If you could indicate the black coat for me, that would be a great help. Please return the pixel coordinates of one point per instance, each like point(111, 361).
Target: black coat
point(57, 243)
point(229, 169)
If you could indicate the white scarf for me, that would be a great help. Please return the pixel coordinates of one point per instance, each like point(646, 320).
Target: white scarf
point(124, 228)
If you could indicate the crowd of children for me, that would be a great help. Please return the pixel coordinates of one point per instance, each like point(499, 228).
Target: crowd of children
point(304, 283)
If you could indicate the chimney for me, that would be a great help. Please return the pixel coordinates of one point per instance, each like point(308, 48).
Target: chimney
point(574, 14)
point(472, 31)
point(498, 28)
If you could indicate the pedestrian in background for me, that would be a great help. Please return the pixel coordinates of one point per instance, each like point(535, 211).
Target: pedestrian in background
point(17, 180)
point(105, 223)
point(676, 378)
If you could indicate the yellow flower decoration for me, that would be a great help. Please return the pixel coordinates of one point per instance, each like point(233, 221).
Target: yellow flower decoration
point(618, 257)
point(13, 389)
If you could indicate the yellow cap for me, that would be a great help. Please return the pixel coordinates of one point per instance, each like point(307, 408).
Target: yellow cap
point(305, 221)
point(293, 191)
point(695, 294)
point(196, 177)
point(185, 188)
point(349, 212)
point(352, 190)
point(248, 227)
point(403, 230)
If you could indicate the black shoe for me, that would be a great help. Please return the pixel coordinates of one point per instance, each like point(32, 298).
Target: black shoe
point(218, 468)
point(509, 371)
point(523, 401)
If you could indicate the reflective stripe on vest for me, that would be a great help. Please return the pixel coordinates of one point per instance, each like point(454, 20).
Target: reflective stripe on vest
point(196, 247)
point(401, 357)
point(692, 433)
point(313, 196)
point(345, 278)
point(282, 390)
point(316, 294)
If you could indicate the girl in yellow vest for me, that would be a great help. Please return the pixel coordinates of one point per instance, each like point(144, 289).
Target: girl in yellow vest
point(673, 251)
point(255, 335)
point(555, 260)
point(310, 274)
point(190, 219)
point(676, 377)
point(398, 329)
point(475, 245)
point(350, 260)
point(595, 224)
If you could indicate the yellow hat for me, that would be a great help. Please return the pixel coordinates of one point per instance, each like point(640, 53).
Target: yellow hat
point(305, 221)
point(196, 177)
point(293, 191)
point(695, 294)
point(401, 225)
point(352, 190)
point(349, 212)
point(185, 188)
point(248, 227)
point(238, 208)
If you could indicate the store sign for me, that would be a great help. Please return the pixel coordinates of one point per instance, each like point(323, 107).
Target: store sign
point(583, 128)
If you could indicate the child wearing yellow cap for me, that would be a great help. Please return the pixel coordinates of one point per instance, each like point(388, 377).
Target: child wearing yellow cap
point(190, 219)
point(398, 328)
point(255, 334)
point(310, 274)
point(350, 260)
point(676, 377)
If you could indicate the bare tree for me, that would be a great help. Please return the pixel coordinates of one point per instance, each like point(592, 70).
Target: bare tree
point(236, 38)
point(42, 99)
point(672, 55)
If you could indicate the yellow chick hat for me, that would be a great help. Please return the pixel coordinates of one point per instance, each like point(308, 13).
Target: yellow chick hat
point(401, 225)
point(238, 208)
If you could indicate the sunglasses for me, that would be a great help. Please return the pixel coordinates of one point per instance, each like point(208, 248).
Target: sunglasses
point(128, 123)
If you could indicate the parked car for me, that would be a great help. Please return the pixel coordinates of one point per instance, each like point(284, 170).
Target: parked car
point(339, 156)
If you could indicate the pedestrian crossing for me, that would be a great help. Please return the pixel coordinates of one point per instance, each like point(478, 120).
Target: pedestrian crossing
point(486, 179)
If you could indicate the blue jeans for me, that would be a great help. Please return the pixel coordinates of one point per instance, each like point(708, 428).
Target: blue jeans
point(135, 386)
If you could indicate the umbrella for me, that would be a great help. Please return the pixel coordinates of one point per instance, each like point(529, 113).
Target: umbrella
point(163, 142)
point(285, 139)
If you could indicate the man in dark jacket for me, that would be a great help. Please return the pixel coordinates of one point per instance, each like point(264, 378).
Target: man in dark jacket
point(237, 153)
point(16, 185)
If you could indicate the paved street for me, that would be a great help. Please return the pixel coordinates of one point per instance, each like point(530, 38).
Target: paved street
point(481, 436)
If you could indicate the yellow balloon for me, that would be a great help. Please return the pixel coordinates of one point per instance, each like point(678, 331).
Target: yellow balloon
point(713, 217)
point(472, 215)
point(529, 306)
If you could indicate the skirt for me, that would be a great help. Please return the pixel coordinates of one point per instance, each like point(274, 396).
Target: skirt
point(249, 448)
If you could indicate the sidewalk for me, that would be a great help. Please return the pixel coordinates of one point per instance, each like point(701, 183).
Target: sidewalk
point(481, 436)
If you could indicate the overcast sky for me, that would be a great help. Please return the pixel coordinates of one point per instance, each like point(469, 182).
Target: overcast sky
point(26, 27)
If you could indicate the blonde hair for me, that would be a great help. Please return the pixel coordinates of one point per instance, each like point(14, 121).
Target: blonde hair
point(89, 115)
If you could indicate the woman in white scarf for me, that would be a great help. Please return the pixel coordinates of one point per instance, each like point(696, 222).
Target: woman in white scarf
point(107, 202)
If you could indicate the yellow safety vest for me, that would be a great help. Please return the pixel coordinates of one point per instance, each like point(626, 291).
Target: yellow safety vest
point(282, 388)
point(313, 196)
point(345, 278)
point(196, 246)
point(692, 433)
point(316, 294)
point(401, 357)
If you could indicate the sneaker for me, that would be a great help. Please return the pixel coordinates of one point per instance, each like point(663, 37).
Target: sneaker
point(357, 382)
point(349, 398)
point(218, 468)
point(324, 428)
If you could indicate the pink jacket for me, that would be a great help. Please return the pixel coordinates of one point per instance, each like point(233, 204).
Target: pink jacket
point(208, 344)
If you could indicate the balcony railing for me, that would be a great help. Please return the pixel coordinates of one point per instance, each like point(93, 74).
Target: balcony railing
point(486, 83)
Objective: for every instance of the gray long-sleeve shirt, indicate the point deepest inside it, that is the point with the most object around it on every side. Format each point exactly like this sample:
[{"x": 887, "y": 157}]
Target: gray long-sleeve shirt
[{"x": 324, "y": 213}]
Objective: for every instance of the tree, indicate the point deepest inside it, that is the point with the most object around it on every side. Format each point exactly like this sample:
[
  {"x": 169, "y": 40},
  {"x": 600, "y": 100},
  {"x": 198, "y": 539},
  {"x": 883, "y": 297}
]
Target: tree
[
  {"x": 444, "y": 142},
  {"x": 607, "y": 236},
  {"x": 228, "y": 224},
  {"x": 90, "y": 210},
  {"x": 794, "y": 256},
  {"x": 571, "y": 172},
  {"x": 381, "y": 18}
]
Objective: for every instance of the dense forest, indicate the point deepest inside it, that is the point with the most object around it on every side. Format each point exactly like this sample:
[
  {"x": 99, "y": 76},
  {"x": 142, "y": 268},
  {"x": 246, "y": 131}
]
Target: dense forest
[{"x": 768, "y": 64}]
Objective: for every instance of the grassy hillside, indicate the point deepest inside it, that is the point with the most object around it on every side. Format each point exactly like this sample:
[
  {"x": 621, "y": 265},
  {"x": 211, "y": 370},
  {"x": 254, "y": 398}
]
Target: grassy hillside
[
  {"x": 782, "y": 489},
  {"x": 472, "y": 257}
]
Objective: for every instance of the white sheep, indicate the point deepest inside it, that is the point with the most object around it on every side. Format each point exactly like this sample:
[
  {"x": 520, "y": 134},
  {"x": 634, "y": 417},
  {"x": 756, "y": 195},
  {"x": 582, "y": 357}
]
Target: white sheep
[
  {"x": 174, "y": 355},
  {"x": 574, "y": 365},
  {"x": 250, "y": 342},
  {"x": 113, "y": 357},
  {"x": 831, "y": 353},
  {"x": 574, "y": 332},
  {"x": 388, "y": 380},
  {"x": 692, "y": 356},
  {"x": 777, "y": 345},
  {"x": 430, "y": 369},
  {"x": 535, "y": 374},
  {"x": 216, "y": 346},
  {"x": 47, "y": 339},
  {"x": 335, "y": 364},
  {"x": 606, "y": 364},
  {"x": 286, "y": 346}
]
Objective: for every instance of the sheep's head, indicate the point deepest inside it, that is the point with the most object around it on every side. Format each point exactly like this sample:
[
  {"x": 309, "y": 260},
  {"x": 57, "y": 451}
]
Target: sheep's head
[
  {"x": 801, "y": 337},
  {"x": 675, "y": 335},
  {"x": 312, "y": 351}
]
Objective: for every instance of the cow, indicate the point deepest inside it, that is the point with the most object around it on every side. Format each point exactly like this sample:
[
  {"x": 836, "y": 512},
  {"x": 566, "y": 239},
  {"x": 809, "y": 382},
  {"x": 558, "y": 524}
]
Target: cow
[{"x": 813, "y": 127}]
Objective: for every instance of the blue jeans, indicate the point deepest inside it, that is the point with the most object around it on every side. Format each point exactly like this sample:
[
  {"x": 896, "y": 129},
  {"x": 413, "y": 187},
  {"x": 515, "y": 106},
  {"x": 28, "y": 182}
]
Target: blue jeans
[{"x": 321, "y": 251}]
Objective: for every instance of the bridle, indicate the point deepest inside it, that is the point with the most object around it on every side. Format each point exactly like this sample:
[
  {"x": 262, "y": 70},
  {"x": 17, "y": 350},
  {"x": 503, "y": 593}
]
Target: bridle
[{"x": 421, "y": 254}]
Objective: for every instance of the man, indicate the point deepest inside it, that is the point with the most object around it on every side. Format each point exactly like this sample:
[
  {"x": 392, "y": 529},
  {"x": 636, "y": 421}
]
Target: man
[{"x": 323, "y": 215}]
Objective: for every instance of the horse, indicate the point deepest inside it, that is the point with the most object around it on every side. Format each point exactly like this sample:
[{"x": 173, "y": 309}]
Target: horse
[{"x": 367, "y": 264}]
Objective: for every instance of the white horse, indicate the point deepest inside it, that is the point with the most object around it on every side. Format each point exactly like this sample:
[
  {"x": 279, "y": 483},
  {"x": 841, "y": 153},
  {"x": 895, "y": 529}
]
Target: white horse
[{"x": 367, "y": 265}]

» **Exercise details**
Starting at the first line of the records, print each line exactly, stopping after the line that contains "If you could indicate the crowd".

» **Exercise answer**
If you could indicate the black coat for me, that would be a great help. Please return the pixel coordinates of one point per instance, each like point(111, 361).
Target: black coat
point(57, 243)
point(229, 169)
If you could indicate the white scarf for me, that would be a great help. Please return the pixel coordinates of one point per instance, each like point(646, 320).
Target: white scarf
point(124, 228)
If you could indicate the crowd of children for me, that would be a great help. Please return the pixel coordinates of one point per instance, each like point(499, 228).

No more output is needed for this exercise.